Task instructions:
Look through the records below and copy each line that includes the word "woman".

The input:

━━━

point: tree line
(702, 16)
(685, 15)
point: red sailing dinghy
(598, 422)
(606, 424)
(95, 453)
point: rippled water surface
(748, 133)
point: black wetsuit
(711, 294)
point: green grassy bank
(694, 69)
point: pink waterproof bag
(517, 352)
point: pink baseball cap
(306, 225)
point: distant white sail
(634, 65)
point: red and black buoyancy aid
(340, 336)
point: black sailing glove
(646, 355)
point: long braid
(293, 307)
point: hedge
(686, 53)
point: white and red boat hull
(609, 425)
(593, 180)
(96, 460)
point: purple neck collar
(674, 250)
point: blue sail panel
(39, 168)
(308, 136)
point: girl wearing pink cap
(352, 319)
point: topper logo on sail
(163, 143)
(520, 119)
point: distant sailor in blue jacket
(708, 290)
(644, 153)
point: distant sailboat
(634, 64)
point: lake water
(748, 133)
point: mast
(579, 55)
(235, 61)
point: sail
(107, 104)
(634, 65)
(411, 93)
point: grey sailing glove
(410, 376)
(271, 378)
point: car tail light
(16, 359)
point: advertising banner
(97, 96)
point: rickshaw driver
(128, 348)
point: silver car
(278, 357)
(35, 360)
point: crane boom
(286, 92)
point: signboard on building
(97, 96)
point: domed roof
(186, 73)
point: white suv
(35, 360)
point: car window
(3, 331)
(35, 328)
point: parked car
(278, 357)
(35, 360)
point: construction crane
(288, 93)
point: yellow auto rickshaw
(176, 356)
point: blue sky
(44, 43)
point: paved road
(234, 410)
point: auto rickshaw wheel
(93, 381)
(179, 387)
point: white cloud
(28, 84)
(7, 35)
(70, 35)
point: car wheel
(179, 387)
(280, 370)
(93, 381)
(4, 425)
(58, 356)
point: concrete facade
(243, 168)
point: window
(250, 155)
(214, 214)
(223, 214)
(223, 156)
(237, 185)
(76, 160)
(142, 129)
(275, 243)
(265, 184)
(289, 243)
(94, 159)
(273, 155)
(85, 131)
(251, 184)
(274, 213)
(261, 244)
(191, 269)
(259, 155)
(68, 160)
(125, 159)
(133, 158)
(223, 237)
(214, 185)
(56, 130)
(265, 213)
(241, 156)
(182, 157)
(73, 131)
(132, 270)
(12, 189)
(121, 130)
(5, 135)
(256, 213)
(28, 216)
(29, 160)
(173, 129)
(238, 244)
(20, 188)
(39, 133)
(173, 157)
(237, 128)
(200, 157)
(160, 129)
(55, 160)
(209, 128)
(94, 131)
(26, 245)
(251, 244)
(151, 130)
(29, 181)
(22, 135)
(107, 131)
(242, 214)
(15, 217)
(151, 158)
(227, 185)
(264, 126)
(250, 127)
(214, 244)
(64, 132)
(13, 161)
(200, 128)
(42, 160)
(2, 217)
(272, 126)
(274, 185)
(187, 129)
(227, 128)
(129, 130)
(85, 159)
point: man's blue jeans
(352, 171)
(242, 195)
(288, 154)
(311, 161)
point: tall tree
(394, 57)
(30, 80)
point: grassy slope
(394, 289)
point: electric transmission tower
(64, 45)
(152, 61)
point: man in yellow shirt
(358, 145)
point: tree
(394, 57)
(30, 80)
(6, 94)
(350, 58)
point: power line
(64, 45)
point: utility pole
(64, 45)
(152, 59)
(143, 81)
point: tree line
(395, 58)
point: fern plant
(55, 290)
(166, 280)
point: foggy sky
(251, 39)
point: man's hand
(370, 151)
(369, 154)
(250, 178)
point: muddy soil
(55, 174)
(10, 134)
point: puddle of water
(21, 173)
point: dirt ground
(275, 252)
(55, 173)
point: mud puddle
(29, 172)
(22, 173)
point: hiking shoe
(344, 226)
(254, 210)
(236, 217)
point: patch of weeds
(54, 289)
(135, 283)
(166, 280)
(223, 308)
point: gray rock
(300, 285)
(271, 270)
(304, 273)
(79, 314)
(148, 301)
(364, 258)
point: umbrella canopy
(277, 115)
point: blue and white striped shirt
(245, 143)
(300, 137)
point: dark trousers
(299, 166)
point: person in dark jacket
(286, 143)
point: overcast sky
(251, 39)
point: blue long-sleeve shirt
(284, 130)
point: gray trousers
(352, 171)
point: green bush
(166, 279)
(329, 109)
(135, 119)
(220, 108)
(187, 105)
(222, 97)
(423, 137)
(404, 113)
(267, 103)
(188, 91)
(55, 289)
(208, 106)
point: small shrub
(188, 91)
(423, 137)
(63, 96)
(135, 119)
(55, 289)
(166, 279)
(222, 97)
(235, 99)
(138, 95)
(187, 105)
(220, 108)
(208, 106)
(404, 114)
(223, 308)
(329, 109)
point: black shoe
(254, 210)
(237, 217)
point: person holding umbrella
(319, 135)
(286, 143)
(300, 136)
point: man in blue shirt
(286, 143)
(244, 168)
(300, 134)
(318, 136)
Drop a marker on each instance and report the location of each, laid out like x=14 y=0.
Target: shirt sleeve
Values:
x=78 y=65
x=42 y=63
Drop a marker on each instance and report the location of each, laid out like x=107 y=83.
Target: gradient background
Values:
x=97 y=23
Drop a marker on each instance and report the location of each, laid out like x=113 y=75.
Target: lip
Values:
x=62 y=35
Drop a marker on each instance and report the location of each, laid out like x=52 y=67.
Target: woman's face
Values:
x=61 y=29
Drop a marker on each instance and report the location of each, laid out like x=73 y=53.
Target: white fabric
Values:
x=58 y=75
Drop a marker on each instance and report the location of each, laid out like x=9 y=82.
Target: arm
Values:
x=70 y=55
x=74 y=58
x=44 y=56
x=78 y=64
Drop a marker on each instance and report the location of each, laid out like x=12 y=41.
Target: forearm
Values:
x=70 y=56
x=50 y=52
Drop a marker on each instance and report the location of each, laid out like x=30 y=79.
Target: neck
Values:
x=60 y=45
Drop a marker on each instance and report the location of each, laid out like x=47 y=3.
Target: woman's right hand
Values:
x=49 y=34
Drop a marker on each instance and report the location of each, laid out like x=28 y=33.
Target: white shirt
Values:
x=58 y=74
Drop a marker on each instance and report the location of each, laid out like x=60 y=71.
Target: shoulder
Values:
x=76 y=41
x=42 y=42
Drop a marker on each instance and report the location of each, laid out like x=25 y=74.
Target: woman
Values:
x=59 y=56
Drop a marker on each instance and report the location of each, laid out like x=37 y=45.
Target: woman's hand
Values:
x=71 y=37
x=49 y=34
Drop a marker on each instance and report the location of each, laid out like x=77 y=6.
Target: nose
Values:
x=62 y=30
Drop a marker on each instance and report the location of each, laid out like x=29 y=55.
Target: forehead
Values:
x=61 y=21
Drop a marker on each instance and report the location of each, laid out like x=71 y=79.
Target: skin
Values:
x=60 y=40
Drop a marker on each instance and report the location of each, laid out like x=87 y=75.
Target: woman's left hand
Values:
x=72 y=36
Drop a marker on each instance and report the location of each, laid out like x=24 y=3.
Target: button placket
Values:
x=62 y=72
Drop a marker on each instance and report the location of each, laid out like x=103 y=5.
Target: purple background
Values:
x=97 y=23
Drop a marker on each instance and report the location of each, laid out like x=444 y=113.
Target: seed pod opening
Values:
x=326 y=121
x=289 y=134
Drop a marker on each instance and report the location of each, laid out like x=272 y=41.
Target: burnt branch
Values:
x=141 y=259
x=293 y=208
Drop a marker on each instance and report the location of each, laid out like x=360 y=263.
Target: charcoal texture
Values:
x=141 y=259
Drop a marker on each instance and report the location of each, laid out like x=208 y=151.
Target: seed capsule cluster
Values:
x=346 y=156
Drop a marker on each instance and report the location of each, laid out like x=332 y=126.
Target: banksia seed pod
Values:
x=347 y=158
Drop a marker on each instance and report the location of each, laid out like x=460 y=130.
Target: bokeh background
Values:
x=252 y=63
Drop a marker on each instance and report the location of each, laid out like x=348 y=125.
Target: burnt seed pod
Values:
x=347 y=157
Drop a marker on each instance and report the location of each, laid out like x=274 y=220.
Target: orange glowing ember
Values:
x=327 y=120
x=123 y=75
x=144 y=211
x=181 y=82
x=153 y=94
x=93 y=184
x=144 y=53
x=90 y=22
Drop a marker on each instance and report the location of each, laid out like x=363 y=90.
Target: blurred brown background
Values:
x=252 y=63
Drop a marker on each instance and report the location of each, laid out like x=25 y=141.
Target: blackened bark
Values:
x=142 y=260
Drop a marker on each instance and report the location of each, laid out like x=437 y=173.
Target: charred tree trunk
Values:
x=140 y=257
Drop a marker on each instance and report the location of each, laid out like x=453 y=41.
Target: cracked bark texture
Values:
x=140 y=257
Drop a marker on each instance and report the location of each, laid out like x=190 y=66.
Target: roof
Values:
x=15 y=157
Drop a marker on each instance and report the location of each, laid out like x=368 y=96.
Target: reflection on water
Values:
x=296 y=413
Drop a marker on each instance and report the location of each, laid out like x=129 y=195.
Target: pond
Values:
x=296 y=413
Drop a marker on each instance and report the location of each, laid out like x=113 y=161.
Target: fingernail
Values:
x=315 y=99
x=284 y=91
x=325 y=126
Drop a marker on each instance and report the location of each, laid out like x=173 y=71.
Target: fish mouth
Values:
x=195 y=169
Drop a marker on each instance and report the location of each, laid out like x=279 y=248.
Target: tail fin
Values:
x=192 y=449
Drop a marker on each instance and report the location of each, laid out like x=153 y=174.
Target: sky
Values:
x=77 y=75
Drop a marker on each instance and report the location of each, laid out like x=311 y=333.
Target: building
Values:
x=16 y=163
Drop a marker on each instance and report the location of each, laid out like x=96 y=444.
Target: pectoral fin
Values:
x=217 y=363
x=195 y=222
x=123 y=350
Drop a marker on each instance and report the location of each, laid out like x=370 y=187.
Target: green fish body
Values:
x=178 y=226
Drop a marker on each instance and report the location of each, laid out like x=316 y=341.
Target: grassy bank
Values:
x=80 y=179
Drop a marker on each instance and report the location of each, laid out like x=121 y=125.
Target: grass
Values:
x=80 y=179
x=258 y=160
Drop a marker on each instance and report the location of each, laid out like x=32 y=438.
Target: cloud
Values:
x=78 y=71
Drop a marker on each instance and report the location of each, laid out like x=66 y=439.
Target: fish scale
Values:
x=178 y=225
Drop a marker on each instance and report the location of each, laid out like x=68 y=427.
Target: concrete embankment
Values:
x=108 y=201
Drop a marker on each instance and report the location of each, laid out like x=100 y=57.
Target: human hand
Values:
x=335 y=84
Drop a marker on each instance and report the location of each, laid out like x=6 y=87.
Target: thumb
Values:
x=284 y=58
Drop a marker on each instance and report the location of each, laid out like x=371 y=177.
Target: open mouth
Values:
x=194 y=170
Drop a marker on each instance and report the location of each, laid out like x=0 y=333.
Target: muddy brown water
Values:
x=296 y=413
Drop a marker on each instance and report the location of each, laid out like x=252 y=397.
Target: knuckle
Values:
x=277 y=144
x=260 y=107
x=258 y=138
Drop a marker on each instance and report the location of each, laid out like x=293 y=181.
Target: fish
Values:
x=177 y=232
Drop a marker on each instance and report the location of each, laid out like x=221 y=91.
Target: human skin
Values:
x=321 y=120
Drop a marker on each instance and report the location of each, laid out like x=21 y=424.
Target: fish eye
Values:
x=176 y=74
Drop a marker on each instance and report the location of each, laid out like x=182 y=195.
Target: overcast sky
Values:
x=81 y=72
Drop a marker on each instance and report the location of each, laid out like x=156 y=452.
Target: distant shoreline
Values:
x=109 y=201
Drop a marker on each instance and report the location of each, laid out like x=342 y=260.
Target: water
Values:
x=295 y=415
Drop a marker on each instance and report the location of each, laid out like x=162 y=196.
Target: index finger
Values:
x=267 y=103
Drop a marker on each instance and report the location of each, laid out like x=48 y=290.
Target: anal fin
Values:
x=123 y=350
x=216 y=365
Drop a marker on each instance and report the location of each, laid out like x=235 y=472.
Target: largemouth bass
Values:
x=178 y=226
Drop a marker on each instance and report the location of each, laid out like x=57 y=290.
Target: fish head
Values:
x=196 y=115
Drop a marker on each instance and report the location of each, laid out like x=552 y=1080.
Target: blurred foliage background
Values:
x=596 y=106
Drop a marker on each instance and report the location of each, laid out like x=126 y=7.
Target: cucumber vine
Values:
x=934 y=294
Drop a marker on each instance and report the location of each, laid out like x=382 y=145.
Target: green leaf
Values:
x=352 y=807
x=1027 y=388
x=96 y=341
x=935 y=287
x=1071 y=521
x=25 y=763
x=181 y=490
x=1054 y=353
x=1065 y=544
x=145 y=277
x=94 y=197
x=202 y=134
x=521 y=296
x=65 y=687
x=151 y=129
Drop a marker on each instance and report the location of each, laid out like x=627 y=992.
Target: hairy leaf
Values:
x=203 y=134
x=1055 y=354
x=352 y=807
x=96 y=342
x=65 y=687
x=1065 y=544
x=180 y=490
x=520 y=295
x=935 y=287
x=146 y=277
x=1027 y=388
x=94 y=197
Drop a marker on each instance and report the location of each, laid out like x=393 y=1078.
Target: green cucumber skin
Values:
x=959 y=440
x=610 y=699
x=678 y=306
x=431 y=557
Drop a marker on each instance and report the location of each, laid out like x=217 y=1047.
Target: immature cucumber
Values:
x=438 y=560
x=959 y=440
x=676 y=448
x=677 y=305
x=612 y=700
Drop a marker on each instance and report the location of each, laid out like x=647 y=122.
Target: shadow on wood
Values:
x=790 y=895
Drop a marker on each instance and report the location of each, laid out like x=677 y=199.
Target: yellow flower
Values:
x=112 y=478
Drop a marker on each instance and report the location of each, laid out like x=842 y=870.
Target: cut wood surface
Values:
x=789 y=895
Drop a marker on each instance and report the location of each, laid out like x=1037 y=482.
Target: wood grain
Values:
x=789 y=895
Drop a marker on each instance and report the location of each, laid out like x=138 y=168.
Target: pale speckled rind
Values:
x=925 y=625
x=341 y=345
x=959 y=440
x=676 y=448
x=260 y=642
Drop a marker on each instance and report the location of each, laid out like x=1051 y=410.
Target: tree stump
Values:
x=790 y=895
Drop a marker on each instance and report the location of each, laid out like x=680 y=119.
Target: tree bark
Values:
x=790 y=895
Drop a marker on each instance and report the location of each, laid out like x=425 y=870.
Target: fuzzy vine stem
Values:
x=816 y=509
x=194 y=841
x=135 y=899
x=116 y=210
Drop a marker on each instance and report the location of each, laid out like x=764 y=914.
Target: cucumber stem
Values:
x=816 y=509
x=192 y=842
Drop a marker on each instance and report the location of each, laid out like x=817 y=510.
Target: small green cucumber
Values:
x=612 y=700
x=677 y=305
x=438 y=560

━━━

Exercise solution:
Target: woman's face
Target: woman's right hand
Target: woman
Target: woman's hand
Target: woman's left hand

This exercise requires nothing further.